## EXERCISE PROMPT:
Only the lines below starting at the one that contains "box: [115, 199, 142, 269]" and ending at the one that contains "positive clicks: (155, 267)" are to be reproduced, exactly and with both ends kept.

## LISTED ENTRIES:
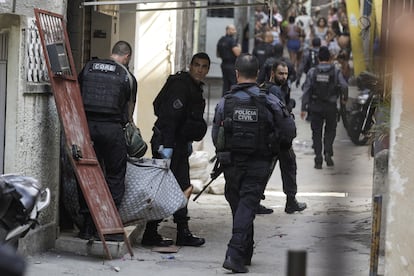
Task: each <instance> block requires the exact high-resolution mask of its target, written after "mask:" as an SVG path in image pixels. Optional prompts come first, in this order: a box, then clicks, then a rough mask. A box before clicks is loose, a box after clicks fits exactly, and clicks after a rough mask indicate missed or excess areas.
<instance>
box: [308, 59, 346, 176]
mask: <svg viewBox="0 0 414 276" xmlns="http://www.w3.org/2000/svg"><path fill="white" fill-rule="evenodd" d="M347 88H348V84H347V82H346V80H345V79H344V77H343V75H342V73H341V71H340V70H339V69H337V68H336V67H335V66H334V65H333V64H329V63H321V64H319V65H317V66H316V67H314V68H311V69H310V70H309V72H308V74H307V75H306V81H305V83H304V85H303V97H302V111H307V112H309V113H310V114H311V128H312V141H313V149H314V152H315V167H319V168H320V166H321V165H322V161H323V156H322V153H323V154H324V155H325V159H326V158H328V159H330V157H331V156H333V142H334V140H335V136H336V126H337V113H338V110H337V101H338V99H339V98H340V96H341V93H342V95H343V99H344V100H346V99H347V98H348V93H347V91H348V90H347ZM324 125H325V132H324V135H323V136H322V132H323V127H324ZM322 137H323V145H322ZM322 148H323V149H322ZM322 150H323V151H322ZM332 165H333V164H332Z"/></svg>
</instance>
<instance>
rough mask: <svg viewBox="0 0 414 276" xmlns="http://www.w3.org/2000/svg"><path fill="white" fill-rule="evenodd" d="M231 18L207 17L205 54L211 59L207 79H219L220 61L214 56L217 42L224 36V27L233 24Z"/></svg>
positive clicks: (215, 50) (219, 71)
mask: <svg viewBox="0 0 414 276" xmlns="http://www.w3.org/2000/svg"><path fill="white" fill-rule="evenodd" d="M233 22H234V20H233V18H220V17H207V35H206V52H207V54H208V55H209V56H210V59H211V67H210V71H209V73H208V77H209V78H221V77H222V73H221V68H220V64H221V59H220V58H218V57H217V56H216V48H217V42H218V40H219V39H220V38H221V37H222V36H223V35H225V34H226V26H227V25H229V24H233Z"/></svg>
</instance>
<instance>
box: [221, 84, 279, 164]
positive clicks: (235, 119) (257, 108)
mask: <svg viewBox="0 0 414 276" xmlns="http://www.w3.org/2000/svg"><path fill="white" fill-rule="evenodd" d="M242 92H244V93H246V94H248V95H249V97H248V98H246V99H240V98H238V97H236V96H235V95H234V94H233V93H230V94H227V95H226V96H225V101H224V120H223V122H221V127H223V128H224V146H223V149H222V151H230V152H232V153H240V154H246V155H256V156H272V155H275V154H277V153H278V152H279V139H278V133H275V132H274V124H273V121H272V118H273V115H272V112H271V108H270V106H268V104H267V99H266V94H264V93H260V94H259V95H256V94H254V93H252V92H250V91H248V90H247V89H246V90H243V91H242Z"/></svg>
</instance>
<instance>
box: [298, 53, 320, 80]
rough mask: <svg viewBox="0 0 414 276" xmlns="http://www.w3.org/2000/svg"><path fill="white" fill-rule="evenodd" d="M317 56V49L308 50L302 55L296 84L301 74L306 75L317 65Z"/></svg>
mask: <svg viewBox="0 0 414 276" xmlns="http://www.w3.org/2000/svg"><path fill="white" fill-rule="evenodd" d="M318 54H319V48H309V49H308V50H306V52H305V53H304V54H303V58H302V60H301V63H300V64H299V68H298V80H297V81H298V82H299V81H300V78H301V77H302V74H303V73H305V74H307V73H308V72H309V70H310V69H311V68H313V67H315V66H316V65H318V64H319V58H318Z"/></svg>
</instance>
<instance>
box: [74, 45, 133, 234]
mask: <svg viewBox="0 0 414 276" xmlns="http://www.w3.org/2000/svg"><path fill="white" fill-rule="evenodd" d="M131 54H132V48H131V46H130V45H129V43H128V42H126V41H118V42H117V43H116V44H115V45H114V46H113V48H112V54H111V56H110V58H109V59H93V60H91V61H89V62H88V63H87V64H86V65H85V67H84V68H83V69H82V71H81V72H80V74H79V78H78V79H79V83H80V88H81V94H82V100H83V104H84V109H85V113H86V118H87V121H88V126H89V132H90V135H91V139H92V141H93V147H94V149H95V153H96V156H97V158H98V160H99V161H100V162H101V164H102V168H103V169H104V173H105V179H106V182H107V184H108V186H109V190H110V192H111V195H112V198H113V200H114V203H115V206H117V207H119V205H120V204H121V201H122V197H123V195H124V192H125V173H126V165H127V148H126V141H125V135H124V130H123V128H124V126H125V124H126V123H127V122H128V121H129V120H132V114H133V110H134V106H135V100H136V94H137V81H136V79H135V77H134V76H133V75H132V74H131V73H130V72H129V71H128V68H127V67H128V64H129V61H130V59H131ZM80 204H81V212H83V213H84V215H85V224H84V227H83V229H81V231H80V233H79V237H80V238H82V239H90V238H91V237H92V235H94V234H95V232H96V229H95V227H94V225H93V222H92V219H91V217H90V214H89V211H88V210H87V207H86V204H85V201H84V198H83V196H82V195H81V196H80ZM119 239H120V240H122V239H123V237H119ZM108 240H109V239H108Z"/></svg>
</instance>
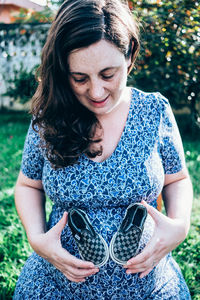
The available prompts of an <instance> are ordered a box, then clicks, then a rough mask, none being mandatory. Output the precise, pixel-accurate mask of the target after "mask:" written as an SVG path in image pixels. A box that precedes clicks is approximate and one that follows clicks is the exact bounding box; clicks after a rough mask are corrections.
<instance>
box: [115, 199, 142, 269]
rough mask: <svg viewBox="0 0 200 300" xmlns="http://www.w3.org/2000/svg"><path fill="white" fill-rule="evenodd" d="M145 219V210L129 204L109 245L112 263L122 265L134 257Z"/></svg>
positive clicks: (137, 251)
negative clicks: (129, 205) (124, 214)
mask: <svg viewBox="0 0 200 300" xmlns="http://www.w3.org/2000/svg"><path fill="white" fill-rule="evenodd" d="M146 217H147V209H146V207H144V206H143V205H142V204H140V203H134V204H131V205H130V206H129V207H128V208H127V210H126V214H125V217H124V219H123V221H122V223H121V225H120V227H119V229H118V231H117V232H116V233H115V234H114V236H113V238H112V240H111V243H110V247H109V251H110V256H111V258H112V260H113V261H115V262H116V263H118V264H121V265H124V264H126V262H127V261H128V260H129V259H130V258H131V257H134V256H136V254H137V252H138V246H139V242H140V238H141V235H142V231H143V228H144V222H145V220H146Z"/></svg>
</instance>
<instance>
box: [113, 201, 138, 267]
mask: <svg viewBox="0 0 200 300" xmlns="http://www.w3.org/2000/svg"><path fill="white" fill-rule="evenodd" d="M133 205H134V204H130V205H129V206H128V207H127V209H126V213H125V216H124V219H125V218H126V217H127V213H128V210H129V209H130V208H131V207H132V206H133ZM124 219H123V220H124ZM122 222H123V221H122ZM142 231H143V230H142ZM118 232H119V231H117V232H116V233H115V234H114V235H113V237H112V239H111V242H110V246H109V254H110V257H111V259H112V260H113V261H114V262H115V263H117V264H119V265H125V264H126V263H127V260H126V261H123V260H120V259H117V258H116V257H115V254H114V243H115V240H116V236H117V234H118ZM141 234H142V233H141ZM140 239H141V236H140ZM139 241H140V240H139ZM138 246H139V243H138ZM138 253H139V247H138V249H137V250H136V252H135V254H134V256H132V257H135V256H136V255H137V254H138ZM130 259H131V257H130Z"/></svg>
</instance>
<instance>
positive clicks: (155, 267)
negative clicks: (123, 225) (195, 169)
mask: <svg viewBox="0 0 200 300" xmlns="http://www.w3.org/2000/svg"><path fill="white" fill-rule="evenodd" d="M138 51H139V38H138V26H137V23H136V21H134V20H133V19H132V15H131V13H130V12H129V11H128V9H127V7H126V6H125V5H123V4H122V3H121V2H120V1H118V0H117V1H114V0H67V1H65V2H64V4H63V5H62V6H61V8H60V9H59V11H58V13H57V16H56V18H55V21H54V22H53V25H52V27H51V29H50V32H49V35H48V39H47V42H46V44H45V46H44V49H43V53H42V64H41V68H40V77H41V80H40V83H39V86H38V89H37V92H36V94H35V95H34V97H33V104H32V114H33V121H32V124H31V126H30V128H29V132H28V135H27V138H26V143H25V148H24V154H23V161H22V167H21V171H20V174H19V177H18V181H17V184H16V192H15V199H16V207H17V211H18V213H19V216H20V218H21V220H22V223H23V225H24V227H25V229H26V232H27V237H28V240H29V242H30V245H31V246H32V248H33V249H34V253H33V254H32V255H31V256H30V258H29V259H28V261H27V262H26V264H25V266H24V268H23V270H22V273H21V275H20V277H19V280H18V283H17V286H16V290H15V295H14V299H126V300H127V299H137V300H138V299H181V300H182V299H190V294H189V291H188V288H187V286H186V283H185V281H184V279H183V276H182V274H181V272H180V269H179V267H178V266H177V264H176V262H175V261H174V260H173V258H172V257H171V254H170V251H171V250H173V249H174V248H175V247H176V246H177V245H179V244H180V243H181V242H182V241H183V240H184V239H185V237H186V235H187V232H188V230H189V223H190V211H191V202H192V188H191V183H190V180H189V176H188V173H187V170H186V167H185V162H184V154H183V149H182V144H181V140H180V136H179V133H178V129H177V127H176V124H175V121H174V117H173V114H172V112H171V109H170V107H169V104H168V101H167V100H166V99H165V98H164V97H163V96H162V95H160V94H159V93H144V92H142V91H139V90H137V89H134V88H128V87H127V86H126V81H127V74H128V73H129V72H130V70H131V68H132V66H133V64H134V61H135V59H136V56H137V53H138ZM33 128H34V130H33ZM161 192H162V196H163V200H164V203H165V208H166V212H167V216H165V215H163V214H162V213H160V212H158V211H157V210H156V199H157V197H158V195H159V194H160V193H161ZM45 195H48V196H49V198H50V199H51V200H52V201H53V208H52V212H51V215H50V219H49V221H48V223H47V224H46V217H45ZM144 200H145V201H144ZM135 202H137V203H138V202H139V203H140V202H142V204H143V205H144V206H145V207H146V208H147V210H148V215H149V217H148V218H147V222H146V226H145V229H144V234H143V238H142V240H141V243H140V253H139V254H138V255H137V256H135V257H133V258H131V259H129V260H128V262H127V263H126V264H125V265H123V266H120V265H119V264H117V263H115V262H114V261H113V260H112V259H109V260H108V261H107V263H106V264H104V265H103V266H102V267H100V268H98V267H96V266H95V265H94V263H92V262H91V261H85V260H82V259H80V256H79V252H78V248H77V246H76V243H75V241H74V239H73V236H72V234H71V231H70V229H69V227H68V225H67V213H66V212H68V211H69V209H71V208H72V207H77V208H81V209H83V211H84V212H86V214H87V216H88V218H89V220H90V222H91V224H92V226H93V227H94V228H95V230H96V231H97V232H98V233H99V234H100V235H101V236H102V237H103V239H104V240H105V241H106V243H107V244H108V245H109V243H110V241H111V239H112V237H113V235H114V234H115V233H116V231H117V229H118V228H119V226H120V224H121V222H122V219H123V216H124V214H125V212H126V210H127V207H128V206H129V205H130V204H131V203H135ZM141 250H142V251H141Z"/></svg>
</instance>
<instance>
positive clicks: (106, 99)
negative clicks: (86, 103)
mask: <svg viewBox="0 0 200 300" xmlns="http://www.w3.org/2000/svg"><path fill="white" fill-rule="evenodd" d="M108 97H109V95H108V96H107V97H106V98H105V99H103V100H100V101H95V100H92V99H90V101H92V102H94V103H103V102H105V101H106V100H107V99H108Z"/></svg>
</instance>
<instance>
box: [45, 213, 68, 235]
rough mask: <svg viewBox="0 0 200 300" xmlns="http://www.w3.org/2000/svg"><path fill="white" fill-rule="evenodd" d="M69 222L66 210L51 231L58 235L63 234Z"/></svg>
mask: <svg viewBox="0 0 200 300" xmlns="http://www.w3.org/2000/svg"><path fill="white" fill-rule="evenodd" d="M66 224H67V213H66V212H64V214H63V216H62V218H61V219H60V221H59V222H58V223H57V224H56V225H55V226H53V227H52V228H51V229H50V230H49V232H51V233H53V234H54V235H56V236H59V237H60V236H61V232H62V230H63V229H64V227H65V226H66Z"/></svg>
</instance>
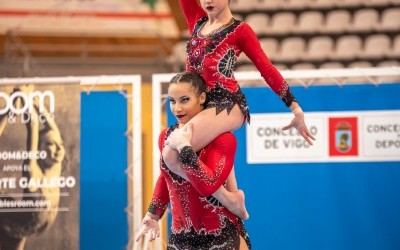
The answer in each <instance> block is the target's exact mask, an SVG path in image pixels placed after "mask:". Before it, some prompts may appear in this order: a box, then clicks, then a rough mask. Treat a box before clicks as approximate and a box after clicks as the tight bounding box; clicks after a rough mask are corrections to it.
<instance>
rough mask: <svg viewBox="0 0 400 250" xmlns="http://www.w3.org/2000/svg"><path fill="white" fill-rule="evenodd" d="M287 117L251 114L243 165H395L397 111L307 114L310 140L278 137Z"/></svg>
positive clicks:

## ANSWER TO THIS TASK:
box: [115, 199, 142, 269]
rough mask: <svg viewBox="0 0 200 300" xmlns="http://www.w3.org/2000/svg"><path fill="white" fill-rule="evenodd" d="M145 219V210L129 204L109 245L112 263L122 265L134 257Z"/></svg>
positive clicks: (137, 251)
negative clicks: (129, 205) (124, 214)
mask: <svg viewBox="0 0 200 300" xmlns="http://www.w3.org/2000/svg"><path fill="white" fill-rule="evenodd" d="M146 217H147V209H146V207H144V206H143V205H142V204H140V203H134V204H131V205H130V206H129V207H128V208H127V210H126V214H125V217H124V219H123V221H122V223H121V225H120V227H119V229H118V231H117V232H116V233H115V234H114V236H113V238H112V240H111V243H110V247H109V251H110V256H111V258H112V260H113V261H115V262H116V263H118V264H121V265H124V264H126V262H127V261H128V260H129V259H130V258H131V257H134V256H136V254H137V252H138V246H139V242H140V238H141V235H142V231H143V228H144V222H145V220H146Z"/></svg>
</instance>
<instance>
box: [113, 201, 138, 267]
mask: <svg viewBox="0 0 200 300" xmlns="http://www.w3.org/2000/svg"><path fill="white" fill-rule="evenodd" d="M133 205H134V204H130V205H129V206H128V207H127V209H126V213H125V216H124V219H125V218H126V217H127V213H128V210H129V209H130V208H131V207H132V206H133ZM124 219H123V220H124ZM122 222H123V221H122ZM142 231H143V230H142ZM118 232H119V231H117V232H116V233H115V234H114V235H113V237H112V239H111V242H110V246H109V254H110V257H111V259H112V260H113V261H114V262H115V263H117V264H119V265H125V264H126V263H127V260H126V261H123V260H120V259H117V258H116V257H115V254H114V243H115V240H116V236H117V234H118ZM141 234H142V233H141ZM140 239H141V236H140ZM139 241H140V240H139ZM138 246H139V243H138ZM138 253H139V247H138V249H137V250H136V252H135V254H134V256H132V257H135V256H136V255H137V254H138ZM130 259H131V257H130Z"/></svg>
</instance>
<instance>
positive clicks: (155, 267)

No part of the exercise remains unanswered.